**TASK TO COMPLETE**: Could you transcribe all the entries exactly, omitting the pictures?

**EXTRACTED RECORDS**:
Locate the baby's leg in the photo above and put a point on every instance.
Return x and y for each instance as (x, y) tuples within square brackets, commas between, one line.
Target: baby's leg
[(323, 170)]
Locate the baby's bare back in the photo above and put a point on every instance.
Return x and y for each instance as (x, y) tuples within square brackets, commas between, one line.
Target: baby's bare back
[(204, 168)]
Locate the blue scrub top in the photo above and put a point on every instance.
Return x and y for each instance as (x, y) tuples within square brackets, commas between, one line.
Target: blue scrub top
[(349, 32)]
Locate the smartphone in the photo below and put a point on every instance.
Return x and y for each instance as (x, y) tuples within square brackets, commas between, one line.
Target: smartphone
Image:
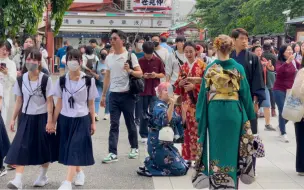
[(3, 65)]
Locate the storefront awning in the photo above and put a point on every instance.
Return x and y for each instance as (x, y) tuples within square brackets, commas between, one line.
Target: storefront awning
[(298, 20), (108, 29)]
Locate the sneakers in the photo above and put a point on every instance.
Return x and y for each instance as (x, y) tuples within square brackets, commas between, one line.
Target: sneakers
[(14, 185), (144, 140), (80, 177), (66, 185), (284, 138), (106, 116), (96, 117), (269, 128), (41, 181), (3, 171), (110, 158), (133, 154)]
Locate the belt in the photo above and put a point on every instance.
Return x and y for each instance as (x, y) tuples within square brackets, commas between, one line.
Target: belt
[(233, 96), (225, 94)]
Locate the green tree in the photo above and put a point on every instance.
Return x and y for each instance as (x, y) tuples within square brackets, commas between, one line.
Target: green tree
[(256, 16), (27, 14)]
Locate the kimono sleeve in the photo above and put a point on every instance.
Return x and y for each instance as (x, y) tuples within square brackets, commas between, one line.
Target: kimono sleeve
[(257, 81), (245, 95), (201, 112)]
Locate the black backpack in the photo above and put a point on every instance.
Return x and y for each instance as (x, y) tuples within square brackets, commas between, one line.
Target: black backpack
[(137, 85), (88, 82)]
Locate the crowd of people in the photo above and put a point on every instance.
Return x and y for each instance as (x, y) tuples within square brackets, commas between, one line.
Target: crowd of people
[(193, 94)]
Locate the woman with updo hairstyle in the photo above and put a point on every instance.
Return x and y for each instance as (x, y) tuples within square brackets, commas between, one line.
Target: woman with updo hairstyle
[(193, 67), (223, 111)]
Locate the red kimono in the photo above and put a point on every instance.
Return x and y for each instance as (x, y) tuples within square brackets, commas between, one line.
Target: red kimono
[(189, 148)]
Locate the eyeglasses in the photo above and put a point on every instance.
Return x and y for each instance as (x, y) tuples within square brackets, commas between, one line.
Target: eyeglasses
[(113, 38)]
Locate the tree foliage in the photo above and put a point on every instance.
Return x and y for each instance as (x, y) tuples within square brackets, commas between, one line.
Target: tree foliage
[(256, 16), (27, 14)]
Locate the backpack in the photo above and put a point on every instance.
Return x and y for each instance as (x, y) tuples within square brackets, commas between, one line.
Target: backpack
[(90, 62), (88, 82), (43, 85), (44, 82)]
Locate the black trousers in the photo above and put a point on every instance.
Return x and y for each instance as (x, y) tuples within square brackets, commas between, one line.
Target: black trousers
[(299, 129), (272, 102), (122, 103)]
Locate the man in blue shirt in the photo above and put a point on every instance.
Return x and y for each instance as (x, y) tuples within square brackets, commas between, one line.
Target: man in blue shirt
[(60, 53)]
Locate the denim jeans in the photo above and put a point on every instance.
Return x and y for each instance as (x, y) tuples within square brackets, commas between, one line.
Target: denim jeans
[(122, 103), (279, 97), (147, 104), (97, 100), (107, 109)]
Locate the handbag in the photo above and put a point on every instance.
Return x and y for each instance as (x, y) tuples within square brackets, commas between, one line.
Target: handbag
[(166, 134), (137, 85), (259, 149), (293, 109)]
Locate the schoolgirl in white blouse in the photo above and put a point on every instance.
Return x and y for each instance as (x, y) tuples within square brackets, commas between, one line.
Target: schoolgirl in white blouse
[(35, 140), (75, 116)]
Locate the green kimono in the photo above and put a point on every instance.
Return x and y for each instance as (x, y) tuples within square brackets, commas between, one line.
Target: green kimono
[(223, 110)]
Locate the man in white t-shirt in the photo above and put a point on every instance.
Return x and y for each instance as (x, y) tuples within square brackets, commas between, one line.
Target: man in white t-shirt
[(120, 99), (161, 53)]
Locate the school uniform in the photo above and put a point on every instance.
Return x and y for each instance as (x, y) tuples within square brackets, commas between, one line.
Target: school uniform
[(32, 145), (4, 140), (74, 122)]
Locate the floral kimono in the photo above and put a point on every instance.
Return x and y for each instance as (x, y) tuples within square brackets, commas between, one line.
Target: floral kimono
[(189, 147), (223, 110), (164, 159)]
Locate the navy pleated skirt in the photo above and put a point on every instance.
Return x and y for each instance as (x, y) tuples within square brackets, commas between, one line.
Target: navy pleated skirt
[(4, 140), (32, 145), (75, 142)]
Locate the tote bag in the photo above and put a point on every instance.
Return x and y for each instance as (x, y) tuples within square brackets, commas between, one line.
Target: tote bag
[(293, 109)]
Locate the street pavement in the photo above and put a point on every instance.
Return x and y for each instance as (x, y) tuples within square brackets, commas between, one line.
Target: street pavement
[(275, 171)]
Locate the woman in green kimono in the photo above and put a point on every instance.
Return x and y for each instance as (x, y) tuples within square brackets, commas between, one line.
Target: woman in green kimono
[(223, 110)]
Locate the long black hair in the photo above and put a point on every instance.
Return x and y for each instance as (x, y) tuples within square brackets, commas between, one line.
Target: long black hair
[(282, 50)]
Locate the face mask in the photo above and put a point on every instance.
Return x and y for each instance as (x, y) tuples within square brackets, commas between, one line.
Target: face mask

**RESPONSE**:
Locate the baby's leg in the photo above and put a point on every instance.
Return x and y for each instance as (x, y) tuples within square brackets, commas between, one line.
Target: baby's leg
[(323, 170)]
Locate the baby's bare back in the photo above and put a point on every instance.
Return x and y for each instance as (x, y) tuples within square brackets, commas between, one line.
Target: baby's bare back
[(204, 168)]
Locate the blue scrub top in the photo above and put a point on every instance.
Return x and y for each instance as (x, y) tuples within square brackets, commas between, one line.
Target: blue scrub top
[(349, 32)]
Locate the smartphone in the photo below and put a point on every instance.
Return x and y for each instance as (x, y) tuples within square brackets, commas between, one line.
Target: smartphone
Image:
[(3, 65)]
Locate the storefront awning in the photo above and put a point on every instance.
Return x and y for each instance as (x, y) tuples within square brackets, commas between, one line.
Target: storefront awning
[(298, 20), (108, 29)]
Locate the sneakers in the photo above and put a point on every instance.
Return x and y for each instance as (x, y) tuples within square brackets, commas between, one line.
Target: sneakers
[(14, 185), (144, 140), (80, 177), (66, 185), (284, 138), (106, 116), (96, 117), (269, 128), (41, 181), (3, 171), (110, 158), (133, 154)]
Locate the belt in the photo above and put a point on every instance.
Return x and y for each instance as (x, y) tuples within square brackets, commas between, one line.
Target: belt
[(233, 96), (225, 94)]
Locate the green tree in the photo above and put a point on every instance.
Return x and y for each instance as (x, y) tuples within square brackets, commas between, one line.
Target: green tree
[(256, 16), (27, 14)]
Locate the kimono sleeve in the photo above and put a point on every instance.
Return x and y for each instance as (x, y) tuples within square brackets, commas between, one line.
Target: kimono sleeve
[(257, 81), (245, 95), (201, 112)]
Locate the black backpack in the photo above and put a point on every instance.
Return x and y for each instance as (x, y) tuples within square brackets, commas between, one line.
Target: black backpack
[(137, 85), (88, 82)]
Locate the crowd of people in the photo above and put a point on every instance.
Return x and y for each instance as (x, y) tuples within square brackets, commas between, one line.
Target: crowd of people
[(193, 94)]
Locate the woman with updo hairstyle in the photo above and put a point on every instance.
Return x and y for each instance as (x, y) tuples within square brackets, commas between, one line.
Target: woman with updo hairstyle
[(193, 67), (223, 111)]
Locate the red kimono in the photo above and put a point on every instance.
Return x and y for each instance as (x, y) tuples within square brackets, commas between, one line.
Target: red kimono
[(189, 148)]
Locate the eyeglasses in the photo above and put a point on every instance.
Return x and y for each instance as (x, y) tuples within square brackets, commas between, one line.
Target: eyeglasses
[(113, 38)]
Locate the tree foliage in the photo above and put a point on every instance.
Return x and y for each instance as (x, y) tuples within square brackets, commas between, one line.
Target: tree foliage
[(256, 16), (27, 14)]
Locate the backpack in the photo above and put a point on every instance.
Return x and y for each instance as (x, y) tuples within square brackets, commas between, one line.
Target: backpack
[(90, 62), (88, 82), (43, 85), (44, 82)]
Locate the black trousers in the photo above and put a point on every instance.
Return x and y for each instance as (x, y) tuples within square brackets, commas between, one line.
Target: black trousers
[(299, 129), (272, 102), (122, 103)]
Locate the man in blue shirt in the photo above and put a point on every instance.
Return x and y for each instance as (x, y) tuples within square brackets, commas between, one line.
Target: man in blue shirt
[(60, 53)]
Locate the denim jeans in the photo above and put a point on every instance.
Return x and y for each instance as (x, y) tuples within square brackets, commas between, one line.
Target: denim jeans
[(122, 103), (279, 97), (147, 104), (97, 100), (107, 109)]
Locate the handbag in the photo above and put a point on every instance.
Return x and y for each instance as (x, y) tuples within square brackets, commas between, one line.
Target: handbag
[(166, 134), (137, 85), (259, 149), (293, 109)]
Locate the schoolgirl in white blouse in the photo above and put a point on every instance.
Return x and y for each instance as (x, y) tuples within square brackets, commas between, one line.
Target: schoolgirl in white blouse
[(35, 140), (75, 116)]
Locate the green kimono in the photo above and put a point on every instance.
Return x and y for each instance as (x, y) tuples within square brackets, commas between, one line.
Target: green kimono
[(223, 110)]
Locate the man in white t-shirt in the photo above and put a point on every instance.
Return x and y for each instance as (x, y) tuples within square brackets, commas between, one line.
Target: man in white t-shirt
[(120, 99), (161, 53)]
Locate the school uniform in the photo above and put a point on every instance.
Return x and y for each instance as (x, y) tuples within square brackets, commas between, one line.
Target: school uniform
[(32, 145), (4, 140), (74, 122)]
Locate the floral kimono in the photo above and put a point on every instance.
Return x and y for each instance as (x, y) tuples within square brackets, commas between, one line.
Target: floral kimono
[(189, 147), (223, 110), (164, 159)]
Locate the navy pleated skirt in the photo above and put a point on every instance.
Return x and y for each instance as (x, y) tuples within square brackets, commas between, one line.
Target: navy pleated skirt
[(4, 140), (32, 145), (75, 142)]
Locate the tote bag in the photo above and put a point on every instance.
Return x and y for each instance as (x, y) tuples within square brackets, commas between, one line.
Target: tote bag
[(293, 109)]
Locate the street pavement in the photo above and put a point on every instance.
Return x and y for each instance as (x, y) tuples within square brackets, commas between, one line.
Target: street pavement
[(275, 171)]
Locate the woman in green kimono in the photo above and put a point on every instance.
Return x and y for each instance as (x, y) tuples within square brackets, commas between, one line.
Target: woman in green kimono
[(223, 110)]
Locate the long black hair in the photo above and put a point on every instance.
Return x and y for each instance as (x, y) tuples within square brackets, commas between, one line.
Target: long black hair
[(282, 50)]
Locate the face mask in the photo above and put a point on every instance.
Return x and y for each instance as (x, y) tuples within square brackets, commas between, one line.
Target: face mask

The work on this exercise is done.